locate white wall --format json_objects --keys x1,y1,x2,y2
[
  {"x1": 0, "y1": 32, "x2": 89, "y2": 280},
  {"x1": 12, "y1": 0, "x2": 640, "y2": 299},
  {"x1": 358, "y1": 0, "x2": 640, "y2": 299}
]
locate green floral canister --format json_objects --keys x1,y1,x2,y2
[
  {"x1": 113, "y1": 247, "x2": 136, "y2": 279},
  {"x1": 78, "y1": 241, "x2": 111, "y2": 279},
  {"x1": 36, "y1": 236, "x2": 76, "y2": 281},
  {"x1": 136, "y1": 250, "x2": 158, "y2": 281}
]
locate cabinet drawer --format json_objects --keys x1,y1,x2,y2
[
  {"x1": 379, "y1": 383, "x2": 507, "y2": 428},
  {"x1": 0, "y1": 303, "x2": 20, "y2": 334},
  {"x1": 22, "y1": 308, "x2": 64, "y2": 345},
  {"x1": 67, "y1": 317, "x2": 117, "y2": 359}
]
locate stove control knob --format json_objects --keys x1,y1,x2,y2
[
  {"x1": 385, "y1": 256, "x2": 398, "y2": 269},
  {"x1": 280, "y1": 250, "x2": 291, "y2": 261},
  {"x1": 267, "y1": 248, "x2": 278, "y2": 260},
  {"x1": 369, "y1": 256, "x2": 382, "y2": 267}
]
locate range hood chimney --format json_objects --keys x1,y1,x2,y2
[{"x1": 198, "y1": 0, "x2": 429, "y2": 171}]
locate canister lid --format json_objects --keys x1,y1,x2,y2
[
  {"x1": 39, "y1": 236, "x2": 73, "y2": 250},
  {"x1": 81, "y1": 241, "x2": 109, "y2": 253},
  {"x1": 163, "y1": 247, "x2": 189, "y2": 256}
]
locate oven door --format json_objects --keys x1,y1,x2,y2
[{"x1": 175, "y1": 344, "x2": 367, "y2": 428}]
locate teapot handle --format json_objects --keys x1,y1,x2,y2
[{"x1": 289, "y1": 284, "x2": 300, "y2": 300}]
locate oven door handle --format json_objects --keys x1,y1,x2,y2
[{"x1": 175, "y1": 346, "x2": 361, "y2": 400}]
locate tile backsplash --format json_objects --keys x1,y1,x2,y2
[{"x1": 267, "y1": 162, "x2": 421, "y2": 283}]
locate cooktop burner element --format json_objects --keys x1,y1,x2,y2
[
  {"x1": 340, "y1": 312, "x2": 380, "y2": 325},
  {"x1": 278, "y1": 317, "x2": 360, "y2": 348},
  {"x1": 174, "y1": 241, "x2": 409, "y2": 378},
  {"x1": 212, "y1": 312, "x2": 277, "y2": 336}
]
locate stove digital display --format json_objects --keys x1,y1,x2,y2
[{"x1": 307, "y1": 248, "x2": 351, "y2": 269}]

** Task instructions **
Render the data above as a numbered list, omitting any blank lines.

** Solution to this exercise **
1. locate white wall --format json_objects --keys x1,y1,x2,y2
2. [
3.   {"x1": 0, "y1": 32, "x2": 89, "y2": 280},
4.   {"x1": 12, "y1": 0, "x2": 640, "y2": 299},
5.   {"x1": 358, "y1": 0, "x2": 640, "y2": 299}
6. ]
7. locate green floral canister --format json_objects --keys x1,y1,x2,y2
8. [
9.   {"x1": 113, "y1": 247, "x2": 136, "y2": 279},
10.   {"x1": 78, "y1": 241, "x2": 111, "y2": 279},
11.   {"x1": 36, "y1": 236, "x2": 76, "y2": 281},
12.   {"x1": 136, "y1": 250, "x2": 158, "y2": 281}
13. ]
14. locate cabinet drawer --format json_objects --keys x1,y1,x2,y2
15. [
16.   {"x1": 379, "y1": 383, "x2": 507, "y2": 428},
17.   {"x1": 0, "y1": 303, "x2": 20, "y2": 334},
18.   {"x1": 22, "y1": 308, "x2": 64, "y2": 345},
19.   {"x1": 67, "y1": 317, "x2": 117, "y2": 359}
20. ]
21. locate stove control knob --format json_objects --keys x1,y1,x2,y2
22. [
23.   {"x1": 385, "y1": 256, "x2": 398, "y2": 269},
24.   {"x1": 280, "y1": 250, "x2": 291, "y2": 261},
25.   {"x1": 267, "y1": 248, "x2": 278, "y2": 260},
26.   {"x1": 369, "y1": 256, "x2": 382, "y2": 267}
27. ]
28. locate range hood chimney --format json_objects --keys x1,y1,x2,y2
29. [{"x1": 198, "y1": 0, "x2": 429, "y2": 171}]
30. locate canister lid --format json_objects --keys x1,y1,x2,y2
31. [
32.   {"x1": 39, "y1": 236, "x2": 73, "y2": 250},
33.   {"x1": 81, "y1": 241, "x2": 109, "y2": 253},
34.   {"x1": 163, "y1": 247, "x2": 189, "y2": 256}
35. ]
36. locate oven door --format json_objects --keys x1,y1,x2,y2
37. [{"x1": 175, "y1": 344, "x2": 367, "y2": 428}]
38. locate teapot handle --format json_objects --keys x1,y1,x2,y2
39. [{"x1": 289, "y1": 284, "x2": 300, "y2": 300}]
40. locate oven door handle --format json_objects --keys x1,y1,x2,y2
41. [{"x1": 175, "y1": 346, "x2": 361, "y2": 400}]
42. locate tile backsplash --format json_objects --keys x1,y1,x2,y2
43. [{"x1": 267, "y1": 162, "x2": 421, "y2": 283}]
44. locate cooktop burner element --format json_objects --keys x1,y1,x2,y2
45. [
46.   {"x1": 340, "y1": 312, "x2": 380, "y2": 325},
47.   {"x1": 278, "y1": 317, "x2": 360, "y2": 348},
48.   {"x1": 174, "y1": 241, "x2": 409, "y2": 378},
49.   {"x1": 212, "y1": 312, "x2": 277, "y2": 336}
50. ]
51. locate stove digital display --format json_objects --keys x1,y1,x2,y2
52. [{"x1": 307, "y1": 248, "x2": 351, "y2": 269}]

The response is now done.